Extracted data entries:
* Start *

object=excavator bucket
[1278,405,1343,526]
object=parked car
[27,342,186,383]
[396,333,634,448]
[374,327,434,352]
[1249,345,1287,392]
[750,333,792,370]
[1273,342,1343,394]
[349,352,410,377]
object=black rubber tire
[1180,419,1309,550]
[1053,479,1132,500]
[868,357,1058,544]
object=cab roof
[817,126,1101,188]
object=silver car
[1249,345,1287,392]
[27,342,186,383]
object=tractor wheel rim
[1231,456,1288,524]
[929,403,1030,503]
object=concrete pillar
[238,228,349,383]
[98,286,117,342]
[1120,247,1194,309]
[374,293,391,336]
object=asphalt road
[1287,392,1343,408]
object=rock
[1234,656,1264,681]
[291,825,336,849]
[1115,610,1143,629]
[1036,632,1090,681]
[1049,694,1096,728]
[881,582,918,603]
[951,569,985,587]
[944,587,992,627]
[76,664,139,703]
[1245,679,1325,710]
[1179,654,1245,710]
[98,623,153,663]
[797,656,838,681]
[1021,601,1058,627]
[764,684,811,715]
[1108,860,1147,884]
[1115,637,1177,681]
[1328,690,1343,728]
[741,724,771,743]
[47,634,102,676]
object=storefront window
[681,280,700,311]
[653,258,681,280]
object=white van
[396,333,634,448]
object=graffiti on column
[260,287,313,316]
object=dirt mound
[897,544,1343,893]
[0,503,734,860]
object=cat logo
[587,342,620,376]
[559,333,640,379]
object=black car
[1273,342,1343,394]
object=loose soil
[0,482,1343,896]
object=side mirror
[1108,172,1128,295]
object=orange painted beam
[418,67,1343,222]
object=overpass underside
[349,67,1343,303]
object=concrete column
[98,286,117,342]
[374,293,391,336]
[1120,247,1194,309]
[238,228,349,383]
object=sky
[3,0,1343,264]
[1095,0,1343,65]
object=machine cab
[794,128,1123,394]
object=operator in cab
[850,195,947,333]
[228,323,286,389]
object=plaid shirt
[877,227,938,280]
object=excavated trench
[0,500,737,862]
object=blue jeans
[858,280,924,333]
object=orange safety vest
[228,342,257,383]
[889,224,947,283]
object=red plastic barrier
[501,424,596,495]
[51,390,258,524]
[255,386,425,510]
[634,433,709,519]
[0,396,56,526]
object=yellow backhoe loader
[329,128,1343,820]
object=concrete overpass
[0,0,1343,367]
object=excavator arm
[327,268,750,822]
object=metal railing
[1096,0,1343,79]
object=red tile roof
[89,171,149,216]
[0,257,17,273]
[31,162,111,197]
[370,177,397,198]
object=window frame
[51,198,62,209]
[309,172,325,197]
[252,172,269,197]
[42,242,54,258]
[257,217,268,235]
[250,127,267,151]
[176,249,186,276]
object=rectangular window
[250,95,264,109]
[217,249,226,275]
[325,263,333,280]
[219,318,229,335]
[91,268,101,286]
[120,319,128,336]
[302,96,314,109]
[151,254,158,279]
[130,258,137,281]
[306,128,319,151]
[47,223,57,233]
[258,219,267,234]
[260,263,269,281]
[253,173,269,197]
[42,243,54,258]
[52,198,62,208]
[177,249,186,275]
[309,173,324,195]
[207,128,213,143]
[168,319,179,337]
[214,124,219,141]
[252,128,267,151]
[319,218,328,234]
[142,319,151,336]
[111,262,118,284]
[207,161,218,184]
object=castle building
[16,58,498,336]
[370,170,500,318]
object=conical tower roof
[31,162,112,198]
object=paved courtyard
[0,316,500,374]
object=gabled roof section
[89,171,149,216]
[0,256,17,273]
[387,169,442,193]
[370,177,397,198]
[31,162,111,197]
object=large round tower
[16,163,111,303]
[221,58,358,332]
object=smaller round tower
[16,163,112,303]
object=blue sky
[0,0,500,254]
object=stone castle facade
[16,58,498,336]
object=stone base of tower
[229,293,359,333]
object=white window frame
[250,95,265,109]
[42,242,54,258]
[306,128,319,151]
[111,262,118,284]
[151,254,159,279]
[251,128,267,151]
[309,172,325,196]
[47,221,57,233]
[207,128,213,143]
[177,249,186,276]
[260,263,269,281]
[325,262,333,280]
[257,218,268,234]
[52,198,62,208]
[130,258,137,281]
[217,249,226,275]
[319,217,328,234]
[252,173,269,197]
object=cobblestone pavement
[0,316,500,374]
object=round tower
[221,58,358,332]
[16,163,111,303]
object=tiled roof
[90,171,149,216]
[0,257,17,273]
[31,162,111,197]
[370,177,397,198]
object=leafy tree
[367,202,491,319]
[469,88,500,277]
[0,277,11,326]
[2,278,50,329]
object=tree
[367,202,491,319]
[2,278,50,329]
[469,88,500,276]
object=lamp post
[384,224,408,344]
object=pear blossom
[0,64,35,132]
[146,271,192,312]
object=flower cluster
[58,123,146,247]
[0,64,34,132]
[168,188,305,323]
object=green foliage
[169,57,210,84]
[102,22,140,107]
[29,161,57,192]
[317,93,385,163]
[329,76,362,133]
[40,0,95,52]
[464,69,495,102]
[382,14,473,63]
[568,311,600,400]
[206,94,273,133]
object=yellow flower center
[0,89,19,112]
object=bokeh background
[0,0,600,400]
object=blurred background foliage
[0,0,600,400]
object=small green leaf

* End *

Write out each line of the listing above as a JSON list of strings, one string per line, skipping any blank lines.

[
  "object=excavator bucket",
  "[1278,405,1343,526]",
  "object=parked car",
  "[27,342,186,383]",
  "[396,333,634,448]",
  "[374,327,434,352]",
  "[1249,345,1287,392]",
  "[750,333,792,370]",
  "[1273,342,1343,394]",
  "[349,352,410,377]",
  "object=black rubber tire",
  "[1180,419,1309,550]",
  "[1053,479,1132,500]",
  "[868,357,1058,544]",
  "object=cab roof",
  "[817,126,1101,188]",
  "object=silver car",
  "[1249,345,1287,392]",
  "[27,342,186,383]",
  "object=tractor wheel rim",
  "[1231,456,1288,524]",
  "[929,403,1030,503]",
  "object=concrete pillar",
  "[238,228,349,383]",
  "[98,286,117,342]",
  "[1120,247,1194,309]",
  "[374,293,391,336]",
  "object=asphalt road",
  "[1287,392,1343,408]",
  "object=rock",
  "[1234,656,1264,681]",
  "[291,825,336,849]",
  "[1115,610,1143,629]",
  "[1036,632,1090,681]",
  "[1049,694,1096,728]",
  "[881,582,918,603]",
  "[951,569,985,587]",
  "[944,587,992,627]",
  "[76,664,139,703]",
  "[1245,679,1325,710]",
  "[1179,654,1245,710]",
  "[98,623,153,663]",
  "[797,656,838,681]",
  "[1021,601,1058,627]",
  "[764,684,811,715]",
  "[1108,860,1147,884]",
  "[1115,637,1177,681]",
  "[1328,690,1343,728]",
  "[741,724,771,743]",
  "[47,634,102,676]",
  "object=storefront window",
  "[681,280,700,311]",
  "[653,258,681,280]",
  "object=white van",
  "[396,333,634,448]",
  "object=graffiti on column",
  "[260,287,313,316]",
  "object=dirt mound",
  "[897,544,1343,893]",
  "[0,503,734,860]",
  "object=cat logo",
  "[587,342,620,376]",
  "[559,333,640,379]",
  "object=black car",
  "[1273,342,1343,394]",
  "object=loose soil",
  "[0,482,1343,896]",
  "object=side mirror",
  "[1108,172,1128,295]",
  "object=orange painted beam",
  "[418,67,1343,222]",
  "object=overpass underside",
  "[349,67,1343,303]",
  "object=concrete column",
  "[98,286,117,342]",
  "[374,293,391,336]",
  "[1120,247,1194,309]",
  "[238,228,349,383]",
  "object=sky",
  "[3,0,1343,264]",
  "[1095,0,1343,65]",
  "object=machine cab",
  "[794,128,1123,394]",
  "object=operator in cab",
  "[850,195,947,333]",
  "[228,323,286,389]",
  "object=plaid shirt",
  "[877,227,938,280]",
  "object=excavated trench",
  "[0,500,737,862]",
  "object=blue jeans",
  "[858,280,924,333]",
  "object=orange safety vest",
  "[228,342,257,383]",
  "[889,224,947,283]",
  "object=red plastic barrier",
  "[501,424,596,495]",
  "[51,390,258,524]",
  "[255,386,425,510]",
  "[634,433,709,519]",
  "[0,396,56,526]",
  "object=yellow backhoe loader",
  "[329,128,1343,820]",
  "object=concrete overpass",
  "[0,0,1343,367]",
  "object=excavator arm",
  "[327,268,750,822]",
  "object=metal railing",
  "[1096,0,1343,79]",
  "object=red tile roof",
  "[89,171,149,216]",
  "[0,257,17,273]",
  "[31,162,111,197]",
  "[370,177,397,198]",
  "object=window frame",
  "[51,198,62,209]",
  "[309,172,325,197]",
  "[252,172,269,197]",
  "[42,242,54,258]",
  "[257,217,268,235]",
  "[250,127,267,151]",
  "[176,249,186,276]",
  "object=rectangular window",
  "[250,95,264,109]",
  "[217,249,226,275]",
  "[325,263,333,280]",
  "[219,318,229,335]",
  "[91,268,101,286]",
  "[120,319,128,336]",
  "[302,96,314,109]",
  "[151,254,158,279]",
  "[130,258,137,281]",
  "[306,128,319,151]",
  "[47,223,57,233]",
  "[258,219,267,234]",
  "[260,263,269,281]",
  "[253,173,269,197]",
  "[42,243,54,258]",
  "[52,198,62,208]",
  "[177,249,186,275]",
  "[309,173,324,195]",
  "[207,128,213,143]",
  "[168,319,179,337]",
  "[214,124,219,141]",
  "[252,128,267,151]",
  "[319,218,328,234]",
  "[142,319,151,336]",
  "[111,262,118,284]",
  "[207,161,218,184]",
  "object=castle building",
  "[16,58,498,336]",
  "[370,170,500,318]",
  "object=conical tower roof",
  "[31,162,112,198]",
  "object=paved courtyard",
  "[0,316,500,374]",
  "object=gabled roof section",
  "[89,171,149,216]",
  "[0,256,17,273]",
  "[387,169,442,193]",
  "[370,177,397,198]",
  "[31,162,111,197]",
  "object=large round tower",
  "[16,163,111,303]",
  "[221,58,358,332]",
  "object=smaller round tower",
  "[16,163,112,303]",
  "object=blue sky",
  "[0,0,500,254]",
  "object=stone castle facade",
  "[16,58,498,336]",
  "object=stone base of tower",
  "[229,293,359,333]",
  "object=white window frame",
  "[250,95,265,109]",
  "[42,242,54,258]",
  "[306,128,319,151]",
  "[111,262,118,284]",
  "[151,254,159,279]",
  "[251,128,267,151]",
  "[309,172,325,196]",
  "[47,221,57,233]",
  "[207,128,213,143]",
  "[177,249,186,276]",
  "[260,263,269,281]",
  "[325,262,333,280]",
  "[257,218,268,234]",
  "[52,198,62,208]",
  "[130,258,137,281]",
  "[217,249,226,275]",
  "[319,217,328,234]",
  "[252,173,269,197]",
  "object=cobblestone pavement",
  "[0,316,500,374]",
  "object=round tower",
  "[221,58,358,332]",
  "[16,163,111,303]",
  "object=tiled roof",
  "[90,171,149,216]",
  "[0,257,17,273]",
  "[31,162,111,197]",
  "[370,177,397,198]",
  "object=leafy tree",
  "[367,202,491,319]",
  "[469,88,500,277]",
  "[0,277,11,326]",
  "[2,278,50,329]",
  "object=tree",
  "[367,202,491,319]",
  "[2,278,50,329]",
  "[469,88,500,276]",
  "object=lamp post",
  "[384,224,408,344]",
  "object=pear blossom",
  "[0,64,35,132]",
  "[146,271,192,312]",
  "object=flower cluster",
  "[58,123,146,247]",
  "[0,64,34,132]",
  "[168,188,305,323]",
  "object=green foliage",
  "[169,57,210,84]",
  "[102,22,140,107]",
  "[29,161,57,192]",
  "[317,93,385,163]",
  "[329,76,362,133]",
  "[40,0,95,52]",
  "[464,69,495,102]",
  "[382,14,473,63]",
  "[568,311,600,400]",
  "[206,94,273,133]",
  "object=yellow flower center",
  "[0,89,19,112]",
  "object=bokeh background",
  "[0,0,600,400]",
  "object=blurred background foliage",
  "[0,0,600,400]",
  "object=small green leaf"
]